_Task requirements_
Transcribe the entries exactly. Omit the pictures.

_Input material_

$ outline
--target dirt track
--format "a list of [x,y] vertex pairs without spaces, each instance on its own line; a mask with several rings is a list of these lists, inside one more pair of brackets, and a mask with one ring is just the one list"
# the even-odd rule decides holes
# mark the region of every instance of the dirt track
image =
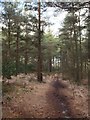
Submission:
[[77,106],[67,82],[51,80],[16,86],[3,102],[3,118],[74,118],[85,117]]
[[55,109],[55,117],[71,118],[73,114],[68,102],[69,98],[65,95],[68,86],[59,80],[53,81],[51,85],[52,89],[47,92],[47,100]]

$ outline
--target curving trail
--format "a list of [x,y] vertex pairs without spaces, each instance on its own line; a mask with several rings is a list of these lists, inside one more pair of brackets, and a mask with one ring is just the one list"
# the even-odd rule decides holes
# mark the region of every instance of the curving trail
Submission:
[[[15,83],[14,83],[15,85]],[[7,96],[10,96],[7,99]],[[16,84],[15,91],[3,98],[3,118],[75,118],[72,91],[67,82],[49,78],[46,83]],[[81,104],[81,103],[80,103]]]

_Output_
$ outline
--target dirt track
--format "a list of [x,y] vertex pairs without spaces, each instance on its own line; a mask with several rings is a list of these lists, inside one more pair of brackets, and a mask with one ring is just the one list"
# the even-odd rule decides holes
# mark the region of every instance of the dirt track
image =
Submission:
[[77,106],[67,82],[51,80],[16,86],[3,102],[3,118],[74,118],[85,117]]
[[55,109],[55,117],[71,118],[73,114],[68,102],[69,98],[65,95],[68,86],[59,80],[53,81],[51,85],[52,89],[47,92],[47,100]]

$ outline
--target curving trail
--format "a list of [x,y] vertex pairs without spaces, each instance on its own line; a mask with several rings is a list of these lists, inside one more pair of brackets, and a mask with one ring is just the one list"
# the even-odd rule decides holes
# mark the region of every instance of the curving trail
Submission:
[[[15,83],[14,83],[15,85]],[[7,96],[10,96],[7,99]],[[16,84],[15,91],[3,98],[3,118],[75,118],[72,91],[67,82],[49,78],[46,83]],[[81,104],[81,103],[80,103]]]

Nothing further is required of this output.